━━━ Records to process
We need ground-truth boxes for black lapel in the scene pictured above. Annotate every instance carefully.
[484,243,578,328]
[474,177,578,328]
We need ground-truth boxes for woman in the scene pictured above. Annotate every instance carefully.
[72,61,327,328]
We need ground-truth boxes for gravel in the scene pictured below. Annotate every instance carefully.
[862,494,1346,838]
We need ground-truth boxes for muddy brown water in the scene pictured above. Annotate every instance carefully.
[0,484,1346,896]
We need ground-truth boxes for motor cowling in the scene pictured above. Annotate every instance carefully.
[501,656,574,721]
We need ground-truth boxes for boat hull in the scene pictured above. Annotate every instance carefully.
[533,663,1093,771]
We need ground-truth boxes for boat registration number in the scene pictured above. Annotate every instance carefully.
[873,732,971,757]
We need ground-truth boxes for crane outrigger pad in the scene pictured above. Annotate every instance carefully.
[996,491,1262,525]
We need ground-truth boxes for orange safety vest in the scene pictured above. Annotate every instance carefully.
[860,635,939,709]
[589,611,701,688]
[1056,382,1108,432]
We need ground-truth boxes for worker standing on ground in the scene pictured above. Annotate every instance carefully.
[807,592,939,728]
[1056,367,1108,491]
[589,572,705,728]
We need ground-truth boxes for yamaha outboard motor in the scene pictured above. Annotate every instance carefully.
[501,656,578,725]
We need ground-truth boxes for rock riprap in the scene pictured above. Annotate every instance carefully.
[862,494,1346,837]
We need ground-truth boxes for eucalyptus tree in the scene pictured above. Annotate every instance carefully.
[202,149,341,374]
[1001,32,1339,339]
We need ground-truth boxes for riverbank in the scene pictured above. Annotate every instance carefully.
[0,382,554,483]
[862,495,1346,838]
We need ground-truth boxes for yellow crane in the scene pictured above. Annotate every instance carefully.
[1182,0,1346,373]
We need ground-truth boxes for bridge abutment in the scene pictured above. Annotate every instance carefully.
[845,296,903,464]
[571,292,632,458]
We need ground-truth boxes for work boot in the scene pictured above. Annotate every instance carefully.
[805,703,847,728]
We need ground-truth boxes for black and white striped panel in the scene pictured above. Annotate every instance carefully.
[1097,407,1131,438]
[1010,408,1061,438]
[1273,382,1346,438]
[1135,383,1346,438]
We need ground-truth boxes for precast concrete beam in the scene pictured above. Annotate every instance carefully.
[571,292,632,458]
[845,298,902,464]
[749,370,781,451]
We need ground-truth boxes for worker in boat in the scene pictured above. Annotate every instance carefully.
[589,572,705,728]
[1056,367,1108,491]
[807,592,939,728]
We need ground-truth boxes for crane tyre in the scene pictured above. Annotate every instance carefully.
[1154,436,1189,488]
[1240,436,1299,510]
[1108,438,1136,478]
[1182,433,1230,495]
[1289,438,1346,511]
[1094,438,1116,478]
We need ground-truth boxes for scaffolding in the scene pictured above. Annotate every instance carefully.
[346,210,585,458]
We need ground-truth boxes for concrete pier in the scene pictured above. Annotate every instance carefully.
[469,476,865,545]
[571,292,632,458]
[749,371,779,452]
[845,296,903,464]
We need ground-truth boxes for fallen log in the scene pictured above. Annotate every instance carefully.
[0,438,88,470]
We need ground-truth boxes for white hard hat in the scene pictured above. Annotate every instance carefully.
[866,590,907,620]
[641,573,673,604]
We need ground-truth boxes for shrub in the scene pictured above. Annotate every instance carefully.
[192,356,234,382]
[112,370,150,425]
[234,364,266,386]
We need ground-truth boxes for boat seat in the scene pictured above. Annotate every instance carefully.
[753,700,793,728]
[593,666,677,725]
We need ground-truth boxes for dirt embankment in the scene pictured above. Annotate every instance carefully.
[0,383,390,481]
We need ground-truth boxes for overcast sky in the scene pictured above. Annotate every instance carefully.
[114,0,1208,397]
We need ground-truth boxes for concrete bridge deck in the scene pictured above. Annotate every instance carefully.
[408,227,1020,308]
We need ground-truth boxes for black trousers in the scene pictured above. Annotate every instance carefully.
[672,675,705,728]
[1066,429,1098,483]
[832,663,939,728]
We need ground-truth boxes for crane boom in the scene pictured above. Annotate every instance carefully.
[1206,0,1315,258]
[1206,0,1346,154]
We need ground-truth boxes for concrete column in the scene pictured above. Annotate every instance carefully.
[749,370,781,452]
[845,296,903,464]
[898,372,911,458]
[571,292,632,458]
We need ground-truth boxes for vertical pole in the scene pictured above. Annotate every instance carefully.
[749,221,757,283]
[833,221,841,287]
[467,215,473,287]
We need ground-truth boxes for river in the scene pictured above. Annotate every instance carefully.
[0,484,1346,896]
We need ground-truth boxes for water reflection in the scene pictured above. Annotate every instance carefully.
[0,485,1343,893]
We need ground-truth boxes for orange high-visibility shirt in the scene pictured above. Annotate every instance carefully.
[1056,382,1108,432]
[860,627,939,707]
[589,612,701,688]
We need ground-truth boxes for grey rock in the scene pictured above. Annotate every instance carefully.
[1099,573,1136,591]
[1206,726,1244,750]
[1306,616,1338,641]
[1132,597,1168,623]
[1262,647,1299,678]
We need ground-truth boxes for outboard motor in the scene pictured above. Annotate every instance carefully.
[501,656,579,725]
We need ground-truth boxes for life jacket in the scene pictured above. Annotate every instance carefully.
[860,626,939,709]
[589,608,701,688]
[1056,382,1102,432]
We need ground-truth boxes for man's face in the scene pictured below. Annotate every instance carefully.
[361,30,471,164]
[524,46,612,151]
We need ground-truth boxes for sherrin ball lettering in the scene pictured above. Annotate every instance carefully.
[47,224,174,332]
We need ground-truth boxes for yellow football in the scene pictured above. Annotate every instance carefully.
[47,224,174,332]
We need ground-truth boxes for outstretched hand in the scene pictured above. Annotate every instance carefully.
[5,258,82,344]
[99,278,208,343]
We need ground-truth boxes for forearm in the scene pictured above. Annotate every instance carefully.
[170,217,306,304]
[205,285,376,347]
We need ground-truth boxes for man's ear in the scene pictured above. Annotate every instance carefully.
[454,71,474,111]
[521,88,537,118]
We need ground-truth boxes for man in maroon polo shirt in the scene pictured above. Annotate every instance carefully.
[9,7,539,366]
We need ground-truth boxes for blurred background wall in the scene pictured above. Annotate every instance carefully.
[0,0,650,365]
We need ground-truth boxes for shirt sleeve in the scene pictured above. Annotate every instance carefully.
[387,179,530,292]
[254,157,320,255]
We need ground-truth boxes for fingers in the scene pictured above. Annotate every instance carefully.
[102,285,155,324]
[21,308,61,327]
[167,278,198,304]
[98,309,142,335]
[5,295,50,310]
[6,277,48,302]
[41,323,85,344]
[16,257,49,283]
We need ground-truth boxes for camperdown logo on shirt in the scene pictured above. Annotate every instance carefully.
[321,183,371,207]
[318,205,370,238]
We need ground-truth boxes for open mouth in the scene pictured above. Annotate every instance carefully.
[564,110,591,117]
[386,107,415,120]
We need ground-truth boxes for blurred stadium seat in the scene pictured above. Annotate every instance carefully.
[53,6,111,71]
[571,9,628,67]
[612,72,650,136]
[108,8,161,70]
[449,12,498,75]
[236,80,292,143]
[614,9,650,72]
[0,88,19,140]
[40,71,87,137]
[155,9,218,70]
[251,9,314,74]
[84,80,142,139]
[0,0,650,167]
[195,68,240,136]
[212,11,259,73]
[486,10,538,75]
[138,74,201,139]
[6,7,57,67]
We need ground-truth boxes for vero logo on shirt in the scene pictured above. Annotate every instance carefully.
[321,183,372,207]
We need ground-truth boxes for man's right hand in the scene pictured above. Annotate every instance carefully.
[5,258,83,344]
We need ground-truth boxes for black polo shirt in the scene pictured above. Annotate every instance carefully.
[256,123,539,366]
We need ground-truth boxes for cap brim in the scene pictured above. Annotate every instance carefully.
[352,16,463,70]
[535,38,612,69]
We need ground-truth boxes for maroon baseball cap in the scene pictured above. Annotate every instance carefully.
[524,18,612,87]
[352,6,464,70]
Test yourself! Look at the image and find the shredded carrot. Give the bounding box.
━━━━━━
- [Work required]
Put each line from the start of the data through the line containing "[996,491,1262,525]", that line included, into a JSON list of strings with one string per line and no blank lines.

- [Exercise output]
[
  "We need ground-truth boxes for black lapel in the scene pictured above. Annotate every instance carefully.",
  "[484,243,578,328]",
  "[474,177,578,328]",
  "We need ground-truth boxes for woman in the scene pictured above. Annotate every instance carefully.",
  "[72,61,327,328]",
  "We need ground-truth boxes for gravel in the scene pictured below. Annotate every instance carefully.",
  "[862,494,1346,838]",
  "We need ground-truth boxes for muddy brown water in the scene pictured above. Annotate every instance carefully.",
  "[0,484,1346,896]",
  "We need ground-truth boxes for motor cowling in the scene pictured above. Annotate every instance carefully.",
  "[501,656,574,721]",
  "We need ground-truth boxes for boat hull in the scene pictured above. Annotate every instance carefully.",
  "[533,663,1093,771]",
  "We need ground-truth boxes for boat registration number in the scene pictured above. Annotate every instance carefully.",
  "[873,732,971,757]",
  "We need ground-truth boxes for crane outrigger pad in the scene pictured above. Annotate every instance carefully.",
  "[996,491,1262,525]"
]